**Written request**
Could you scale everything from the first of the lines down through the line containing "0, 285, 69, 331", both included, by repeating the requests and their sample formats unchanged but multiplying every bounding-box coordinate in the answers by 2.55 and rounding to whole numbers, halves up? Leave the pictures out.

**Entries**
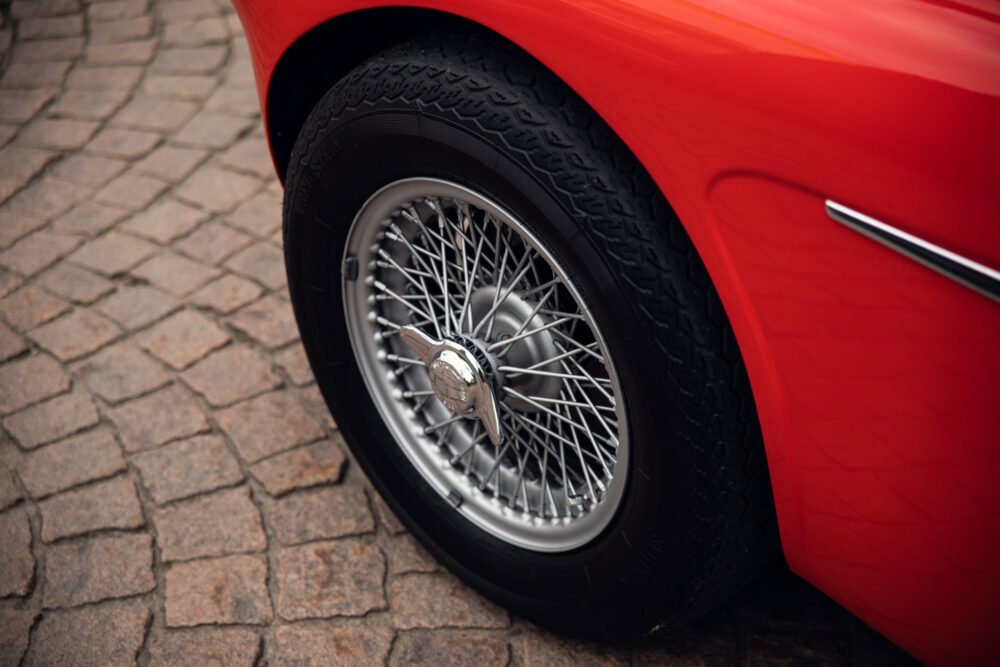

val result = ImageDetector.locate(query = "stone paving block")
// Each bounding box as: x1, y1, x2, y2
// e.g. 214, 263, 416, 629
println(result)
121, 197, 208, 244
0, 322, 28, 361
109, 385, 209, 452
135, 145, 208, 183
274, 342, 315, 386
225, 243, 287, 289
0, 269, 24, 302
521, 631, 630, 667
205, 86, 258, 117
174, 220, 253, 265
0, 354, 70, 414
157, 0, 220, 23
275, 539, 386, 621
69, 232, 158, 276
17, 427, 128, 498
248, 436, 345, 496
388, 632, 510, 667
150, 46, 226, 74
49, 87, 130, 120
229, 297, 299, 348
132, 252, 220, 296
0, 462, 22, 512
90, 16, 153, 44
0, 507, 35, 598
163, 18, 229, 46
38, 475, 146, 542
264, 484, 375, 545
87, 127, 160, 160
95, 170, 168, 211
181, 345, 281, 408
0, 210, 48, 249
73, 341, 170, 403
20, 118, 98, 151
226, 191, 281, 237
0, 88, 57, 125
174, 111, 254, 149
174, 164, 260, 213
28, 310, 121, 361
385, 534, 441, 574
0, 62, 72, 90
219, 136, 274, 178
165, 556, 273, 628
38, 263, 115, 304
14, 37, 84, 62
190, 274, 264, 313
52, 201, 128, 237
216, 392, 322, 464
7, 175, 92, 220
0, 146, 56, 188
84, 39, 156, 65
132, 435, 243, 505
142, 74, 217, 100
372, 491, 406, 535
52, 154, 128, 188
0, 229, 80, 276
66, 65, 143, 91
111, 96, 198, 132
0, 608, 38, 665
389, 573, 509, 629
3, 390, 98, 449
87, 0, 147, 23
138, 310, 229, 370
274, 623, 393, 667
27, 600, 152, 667
153, 486, 267, 562
10, 0, 80, 18
97, 285, 181, 330
149, 628, 261, 667
0, 285, 69, 331
18, 16, 83, 40
43, 533, 156, 608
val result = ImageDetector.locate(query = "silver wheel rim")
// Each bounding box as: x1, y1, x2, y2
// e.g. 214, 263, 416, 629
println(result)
343, 178, 629, 552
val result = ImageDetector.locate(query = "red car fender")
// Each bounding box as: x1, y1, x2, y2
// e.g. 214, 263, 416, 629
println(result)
230, 0, 1000, 664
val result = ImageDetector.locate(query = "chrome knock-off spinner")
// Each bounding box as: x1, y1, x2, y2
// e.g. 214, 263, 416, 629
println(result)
399, 326, 503, 445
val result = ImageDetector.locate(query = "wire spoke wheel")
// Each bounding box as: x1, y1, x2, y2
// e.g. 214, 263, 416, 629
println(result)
343, 178, 628, 551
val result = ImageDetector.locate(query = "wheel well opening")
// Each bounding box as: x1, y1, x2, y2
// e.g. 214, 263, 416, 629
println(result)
267, 7, 474, 181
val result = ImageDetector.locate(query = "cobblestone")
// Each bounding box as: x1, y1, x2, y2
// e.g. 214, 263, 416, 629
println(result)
248, 438, 346, 496
43, 533, 156, 607
153, 486, 267, 562
149, 628, 261, 667
3, 391, 98, 449
0, 507, 35, 598
218, 392, 324, 464
38, 475, 146, 542
276, 539, 386, 620
165, 556, 274, 627
0, 0, 905, 667
132, 435, 243, 505
265, 484, 376, 557
28, 600, 150, 667
17, 427, 127, 498
109, 385, 209, 452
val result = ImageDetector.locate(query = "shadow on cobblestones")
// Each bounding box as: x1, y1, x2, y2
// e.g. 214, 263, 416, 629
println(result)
0, 0, 920, 665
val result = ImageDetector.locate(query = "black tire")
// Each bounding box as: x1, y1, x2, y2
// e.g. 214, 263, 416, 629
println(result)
284, 30, 775, 638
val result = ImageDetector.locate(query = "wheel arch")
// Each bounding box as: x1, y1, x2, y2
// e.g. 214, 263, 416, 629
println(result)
265, 6, 799, 568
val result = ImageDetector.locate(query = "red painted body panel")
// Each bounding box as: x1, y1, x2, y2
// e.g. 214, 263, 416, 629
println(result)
236, 0, 1000, 664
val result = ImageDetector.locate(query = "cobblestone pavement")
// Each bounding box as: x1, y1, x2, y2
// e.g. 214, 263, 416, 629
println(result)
0, 0, 916, 665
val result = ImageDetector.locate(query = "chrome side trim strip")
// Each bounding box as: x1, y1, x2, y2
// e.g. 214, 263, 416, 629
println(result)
826, 199, 1000, 302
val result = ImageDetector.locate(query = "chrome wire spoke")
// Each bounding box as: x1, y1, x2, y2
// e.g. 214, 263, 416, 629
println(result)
344, 179, 628, 551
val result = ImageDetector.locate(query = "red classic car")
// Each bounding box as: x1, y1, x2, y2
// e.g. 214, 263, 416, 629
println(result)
230, 0, 1000, 664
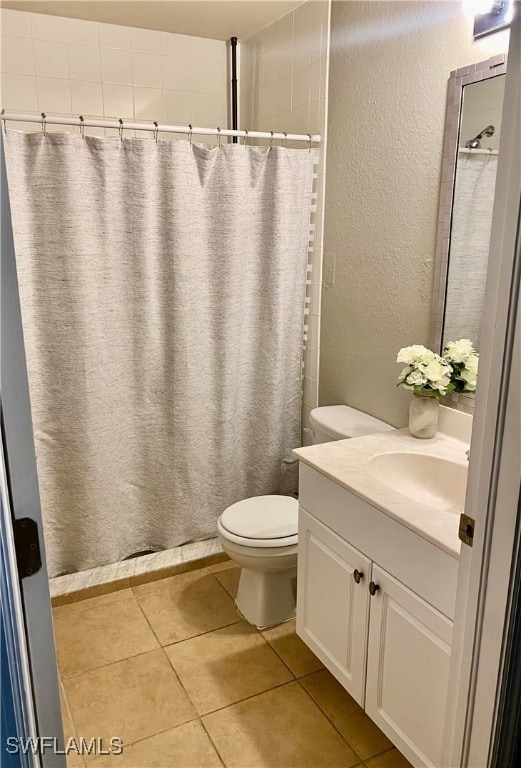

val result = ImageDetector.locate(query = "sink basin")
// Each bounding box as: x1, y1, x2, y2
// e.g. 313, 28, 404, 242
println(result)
369, 452, 467, 514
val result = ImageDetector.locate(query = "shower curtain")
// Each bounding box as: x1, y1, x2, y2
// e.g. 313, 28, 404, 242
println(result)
6, 131, 317, 576
443, 155, 497, 349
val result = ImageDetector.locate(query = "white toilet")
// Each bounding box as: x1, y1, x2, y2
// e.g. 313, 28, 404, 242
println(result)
217, 405, 393, 627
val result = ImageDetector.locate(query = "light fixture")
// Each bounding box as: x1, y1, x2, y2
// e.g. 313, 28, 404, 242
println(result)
468, 0, 513, 40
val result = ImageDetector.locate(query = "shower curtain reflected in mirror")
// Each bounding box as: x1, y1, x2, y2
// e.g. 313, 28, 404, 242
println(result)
6, 131, 316, 576
443, 153, 498, 350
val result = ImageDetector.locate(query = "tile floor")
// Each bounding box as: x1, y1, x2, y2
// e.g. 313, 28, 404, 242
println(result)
54, 561, 409, 768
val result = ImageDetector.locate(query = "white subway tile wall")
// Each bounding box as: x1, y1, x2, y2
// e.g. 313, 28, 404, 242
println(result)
0, 8, 228, 143
240, 0, 330, 432
0, 0, 330, 442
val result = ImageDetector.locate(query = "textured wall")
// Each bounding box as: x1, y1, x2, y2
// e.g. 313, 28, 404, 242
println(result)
320, 2, 508, 426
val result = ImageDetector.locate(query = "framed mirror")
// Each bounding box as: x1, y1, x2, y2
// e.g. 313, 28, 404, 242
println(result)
430, 55, 506, 407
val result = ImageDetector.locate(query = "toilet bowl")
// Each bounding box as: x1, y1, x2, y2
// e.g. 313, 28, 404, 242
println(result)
217, 405, 393, 628
217, 496, 298, 627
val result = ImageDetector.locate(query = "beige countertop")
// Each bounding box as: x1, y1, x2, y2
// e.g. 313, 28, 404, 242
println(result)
293, 429, 469, 558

**Response to the task**
val result = ImageDetector.locate(query = "stone paving block")
// Each bounding box as: x1, y1, x2, y2
// e.g. 214, 263, 416, 629
println(result)
309, 502, 530, 622
0, 821, 71, 921
278, 982, 533, 1153
344, 370, 530, 467
699, 872, 803, 984
574, 620, 732, 737
0, 686, 61, 770
1329, 1609, 1607, 1701
523, 219, 658, 298
444, 561, 645, 676
0, 903, 179, 1056
400, 0, 561, 59
701, 1374, 984, 1584
176, 592, 403, 704
43, 1089, 326, 1270
632, 1112, 880, 1265
989, 1612, 1301, 1701
383, 117, 576, 189
125, 222, 332, 306
584, 757, 762, 887
337, 643, 561, 755
0, 1178, 56, 1306
230, 41, 390, 112
0, 1293, 89, 1525
416, 46, 584, 117
97, 1211, 372, 1382
673, 1234, 956, 1390
222, 324, 408, 408
242, 434, 428, 538
462, 880, 717, 1040
0, 536, 122, 635
186, 870, 434, 1028
51, 301, 250, 385
576, 487, 717, 604
0, 224, 145, 319
444, 283, 648, 380
444, 418, 663, 543
71, 791, 309, 921
982, 1362, 1125, 1464
0, 158, 184, 230
558, 347, 699, 454
421, 1418, 696, 1601
97, 671, 293, 775
36, 94, 214, 158
485, 699, 673, 798
133, 513, 326, 604
551, 1000, 821, 1183
18, 446, 235, 561
0, 372, 143, 479
214, 99, 398, 166
337, 1109, 620, 1288
362, 189, 553, 255
949, 1252, 1035, 1364
133, 393, 326, 479
0, 584, 204, 704
168, 166, 365, 232
283, 245, 505, 337
0, 1550, 97, 1696
992, 1461, 1298, 1604
8, 995, 250, 1145
222, 0, 375, 59
352, 791, 584, 944
699, 1589, 1002, 1701
69, 1530, 388, 1701
390, 1239, 681, 1433
26, 0, 204, 46
247, 727, 462, 842
380, 1601, 666, 1701
0, 727, 176, 844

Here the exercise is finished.